==== Entries provided

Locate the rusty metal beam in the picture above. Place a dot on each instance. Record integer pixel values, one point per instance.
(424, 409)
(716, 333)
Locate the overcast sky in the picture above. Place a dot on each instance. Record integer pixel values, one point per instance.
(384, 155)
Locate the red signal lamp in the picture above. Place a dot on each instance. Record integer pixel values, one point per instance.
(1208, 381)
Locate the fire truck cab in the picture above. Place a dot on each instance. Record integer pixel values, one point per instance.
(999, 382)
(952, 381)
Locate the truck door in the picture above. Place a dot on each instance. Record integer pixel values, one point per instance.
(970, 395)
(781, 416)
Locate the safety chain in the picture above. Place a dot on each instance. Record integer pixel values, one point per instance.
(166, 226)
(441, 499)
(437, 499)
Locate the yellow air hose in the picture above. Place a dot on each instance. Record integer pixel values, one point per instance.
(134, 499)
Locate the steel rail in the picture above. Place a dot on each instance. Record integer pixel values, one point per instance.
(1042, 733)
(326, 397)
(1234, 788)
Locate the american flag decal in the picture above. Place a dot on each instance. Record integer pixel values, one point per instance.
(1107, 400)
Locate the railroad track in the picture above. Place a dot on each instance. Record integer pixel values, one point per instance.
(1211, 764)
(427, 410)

========

(Instructions for the task)
Rewrite all of the material above with "safety chain" changed to "coupling chain" and nothing else altered.

(Response for this exercise)
Locate the rusty metal beam in the picture above. Place a dot on each instance. Record integer pixel values, one point per instance.
(424, 409)
(716, 333)
Locate the overcast sky in the picture above. Place a dot on each instance. Record integer pixel values, one point per instance.
(384, 155)
Locate the red signal lamp in the picture above. Place a dot on each instance. Record integer pixel values, one point per instance.
(1208, 381)
Locate the fire truck cab in the picture above. Place a dot on each instance. Record integer pixel values, one point per instance.
(999, 382)
(952, 381)
Locate the truck door in the picture above. Place a dot on each instance. Record integer pixel values, one point per instance.
(970, 395)
(781, 416)
Locate the coupling chain in the picture above. Place a dot on each instance. Record integer pixel values, one point per instance.
(166, 226)
(441, 499)
(437, 499)
Locate the yellow air hose in the picture above. Place a dot on each instance. Record integer pixel values, one point per instance.
(134, 499)
Locate the steel rail in the picture above. Place a dot on each instance. Record integer pixel values, one point per instance.
(1042, 733)
(326, 397)
(1234, 788)
Locate the american flag decal in the picture above. Place a dot on each instance. Record integer pixel values, one point per instance.
(1107, 400)
Locate the railroad track in the picture above. Place a dot on each instance. Record integer pixel values, one point per instance.
(1211, 764)
(427, 410)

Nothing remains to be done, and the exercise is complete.